Repeat only the lines from the one holding "the bed the" down to the last line of the listing below, including both of those lines.
::: RECORD EXCERPTS
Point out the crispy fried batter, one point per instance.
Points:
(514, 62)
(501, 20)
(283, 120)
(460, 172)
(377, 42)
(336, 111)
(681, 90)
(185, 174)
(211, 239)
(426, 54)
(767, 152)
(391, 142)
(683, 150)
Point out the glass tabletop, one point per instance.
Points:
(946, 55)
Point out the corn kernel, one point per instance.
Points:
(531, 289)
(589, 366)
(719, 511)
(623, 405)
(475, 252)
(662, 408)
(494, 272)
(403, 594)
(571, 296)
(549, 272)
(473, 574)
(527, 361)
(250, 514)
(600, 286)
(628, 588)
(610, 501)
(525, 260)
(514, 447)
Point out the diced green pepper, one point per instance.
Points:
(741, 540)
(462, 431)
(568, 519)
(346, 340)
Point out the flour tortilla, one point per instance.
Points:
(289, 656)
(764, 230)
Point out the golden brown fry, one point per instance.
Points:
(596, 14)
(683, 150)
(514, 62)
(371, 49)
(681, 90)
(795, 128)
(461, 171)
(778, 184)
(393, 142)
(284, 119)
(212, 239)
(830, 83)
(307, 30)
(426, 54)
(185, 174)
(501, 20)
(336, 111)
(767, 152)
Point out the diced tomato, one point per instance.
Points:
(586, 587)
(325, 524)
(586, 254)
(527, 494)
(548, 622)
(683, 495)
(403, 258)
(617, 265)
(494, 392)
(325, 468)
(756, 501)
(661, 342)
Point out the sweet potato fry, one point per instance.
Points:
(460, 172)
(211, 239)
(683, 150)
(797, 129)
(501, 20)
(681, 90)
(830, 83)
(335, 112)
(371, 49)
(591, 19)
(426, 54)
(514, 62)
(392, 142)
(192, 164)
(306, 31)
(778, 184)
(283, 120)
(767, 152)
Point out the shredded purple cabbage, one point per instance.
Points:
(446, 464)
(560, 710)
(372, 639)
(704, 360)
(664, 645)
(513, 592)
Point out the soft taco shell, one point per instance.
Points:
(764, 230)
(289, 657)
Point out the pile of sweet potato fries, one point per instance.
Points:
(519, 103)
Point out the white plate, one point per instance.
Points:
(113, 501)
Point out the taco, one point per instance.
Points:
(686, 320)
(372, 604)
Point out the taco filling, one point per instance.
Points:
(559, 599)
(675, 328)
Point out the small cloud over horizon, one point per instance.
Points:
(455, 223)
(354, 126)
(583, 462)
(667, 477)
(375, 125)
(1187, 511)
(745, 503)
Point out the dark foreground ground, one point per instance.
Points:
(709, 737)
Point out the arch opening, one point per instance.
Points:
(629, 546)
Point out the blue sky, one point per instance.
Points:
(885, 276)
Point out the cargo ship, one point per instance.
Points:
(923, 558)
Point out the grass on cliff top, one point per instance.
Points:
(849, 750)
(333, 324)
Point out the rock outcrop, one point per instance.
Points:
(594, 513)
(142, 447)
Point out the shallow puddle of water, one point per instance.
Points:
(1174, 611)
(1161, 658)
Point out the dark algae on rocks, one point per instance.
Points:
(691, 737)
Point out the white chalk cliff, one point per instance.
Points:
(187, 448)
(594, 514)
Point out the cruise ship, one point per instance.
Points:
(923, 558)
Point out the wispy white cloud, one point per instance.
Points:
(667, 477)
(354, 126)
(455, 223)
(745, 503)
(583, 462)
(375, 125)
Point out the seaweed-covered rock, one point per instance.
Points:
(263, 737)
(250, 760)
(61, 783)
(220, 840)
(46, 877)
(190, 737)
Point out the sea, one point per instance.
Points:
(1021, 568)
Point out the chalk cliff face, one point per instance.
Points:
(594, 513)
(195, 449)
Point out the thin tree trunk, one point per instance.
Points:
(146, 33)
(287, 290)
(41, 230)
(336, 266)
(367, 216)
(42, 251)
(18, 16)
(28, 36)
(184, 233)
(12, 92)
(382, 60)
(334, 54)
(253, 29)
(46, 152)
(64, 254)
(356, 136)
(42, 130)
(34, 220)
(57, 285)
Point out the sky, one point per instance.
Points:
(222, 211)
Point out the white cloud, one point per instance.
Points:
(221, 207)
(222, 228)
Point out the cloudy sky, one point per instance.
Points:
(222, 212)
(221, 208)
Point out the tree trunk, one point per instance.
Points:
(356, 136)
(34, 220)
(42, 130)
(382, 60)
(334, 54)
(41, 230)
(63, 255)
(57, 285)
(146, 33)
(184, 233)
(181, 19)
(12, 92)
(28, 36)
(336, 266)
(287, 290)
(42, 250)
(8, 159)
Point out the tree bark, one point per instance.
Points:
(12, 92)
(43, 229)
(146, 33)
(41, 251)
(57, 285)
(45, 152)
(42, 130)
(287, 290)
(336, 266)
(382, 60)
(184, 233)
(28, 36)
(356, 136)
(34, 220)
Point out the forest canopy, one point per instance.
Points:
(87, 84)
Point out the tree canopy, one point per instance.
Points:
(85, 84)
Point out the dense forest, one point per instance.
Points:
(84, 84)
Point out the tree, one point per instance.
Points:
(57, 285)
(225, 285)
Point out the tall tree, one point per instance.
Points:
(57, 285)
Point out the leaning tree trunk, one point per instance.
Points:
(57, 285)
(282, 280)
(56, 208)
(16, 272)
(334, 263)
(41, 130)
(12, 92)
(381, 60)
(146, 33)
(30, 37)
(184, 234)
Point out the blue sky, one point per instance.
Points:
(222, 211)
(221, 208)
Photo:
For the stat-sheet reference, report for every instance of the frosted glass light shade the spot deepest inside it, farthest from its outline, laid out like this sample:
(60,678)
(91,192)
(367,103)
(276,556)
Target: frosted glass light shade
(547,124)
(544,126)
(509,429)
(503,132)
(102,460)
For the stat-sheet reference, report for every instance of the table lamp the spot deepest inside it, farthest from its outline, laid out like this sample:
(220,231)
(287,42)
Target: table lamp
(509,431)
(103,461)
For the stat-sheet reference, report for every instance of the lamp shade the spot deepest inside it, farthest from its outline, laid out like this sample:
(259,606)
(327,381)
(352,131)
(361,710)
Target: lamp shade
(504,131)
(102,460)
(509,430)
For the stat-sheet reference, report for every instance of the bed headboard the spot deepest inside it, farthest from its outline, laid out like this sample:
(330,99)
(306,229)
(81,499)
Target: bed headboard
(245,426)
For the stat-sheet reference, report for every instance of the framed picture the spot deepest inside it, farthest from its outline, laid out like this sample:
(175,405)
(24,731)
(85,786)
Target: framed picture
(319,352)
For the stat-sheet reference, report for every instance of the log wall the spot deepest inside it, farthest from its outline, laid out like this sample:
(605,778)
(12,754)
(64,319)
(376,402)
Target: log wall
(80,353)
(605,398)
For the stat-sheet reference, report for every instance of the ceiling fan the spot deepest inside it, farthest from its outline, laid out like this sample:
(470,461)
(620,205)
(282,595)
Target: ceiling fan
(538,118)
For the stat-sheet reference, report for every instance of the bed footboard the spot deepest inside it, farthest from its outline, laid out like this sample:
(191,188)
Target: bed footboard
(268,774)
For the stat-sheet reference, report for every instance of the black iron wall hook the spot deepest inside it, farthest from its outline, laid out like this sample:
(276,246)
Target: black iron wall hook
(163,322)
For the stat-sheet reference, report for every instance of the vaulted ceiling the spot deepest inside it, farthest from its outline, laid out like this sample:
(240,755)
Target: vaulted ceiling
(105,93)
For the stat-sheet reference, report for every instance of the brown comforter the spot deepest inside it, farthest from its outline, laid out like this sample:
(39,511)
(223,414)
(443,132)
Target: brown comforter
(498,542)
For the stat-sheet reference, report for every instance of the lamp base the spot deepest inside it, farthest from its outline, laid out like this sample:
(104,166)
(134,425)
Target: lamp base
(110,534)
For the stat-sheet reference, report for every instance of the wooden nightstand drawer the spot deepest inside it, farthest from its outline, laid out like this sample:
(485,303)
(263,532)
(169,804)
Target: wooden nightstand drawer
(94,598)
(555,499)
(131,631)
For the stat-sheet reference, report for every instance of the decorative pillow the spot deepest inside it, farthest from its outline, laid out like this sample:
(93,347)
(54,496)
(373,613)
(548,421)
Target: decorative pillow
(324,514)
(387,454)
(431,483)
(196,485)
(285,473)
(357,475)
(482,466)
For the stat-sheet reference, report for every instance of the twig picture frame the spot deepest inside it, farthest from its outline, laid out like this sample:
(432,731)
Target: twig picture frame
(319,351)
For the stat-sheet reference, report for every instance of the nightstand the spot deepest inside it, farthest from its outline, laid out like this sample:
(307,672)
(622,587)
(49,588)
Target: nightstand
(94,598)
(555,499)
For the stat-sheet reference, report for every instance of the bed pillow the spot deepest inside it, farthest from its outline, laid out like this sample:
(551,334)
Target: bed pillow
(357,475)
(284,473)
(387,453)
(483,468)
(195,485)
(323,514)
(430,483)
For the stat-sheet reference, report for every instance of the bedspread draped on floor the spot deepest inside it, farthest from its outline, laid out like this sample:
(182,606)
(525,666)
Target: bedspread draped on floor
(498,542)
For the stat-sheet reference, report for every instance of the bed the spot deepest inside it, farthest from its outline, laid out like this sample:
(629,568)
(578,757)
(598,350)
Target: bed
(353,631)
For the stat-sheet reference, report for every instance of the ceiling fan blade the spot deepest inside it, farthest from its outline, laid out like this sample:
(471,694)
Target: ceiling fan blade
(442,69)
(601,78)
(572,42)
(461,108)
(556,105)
::::::
ANSWER TO THE TASK:
For the stat-sheet reference, report for every instance of the bed the spot deepest inside it, farthest from its outline, laid out like this sample:
(629,568)
(578,757)
(598,350)
Target: bed
(353,631)
For the stat-sheet reference, report for every instance of the ceiling fan blade the spot deepest inside it, farthest from its outline, laid out like this sample:
(471,694)
Target: ceiling fan blade
(442,69)
(601,78)
(572,42)
(461,108)
(556,105)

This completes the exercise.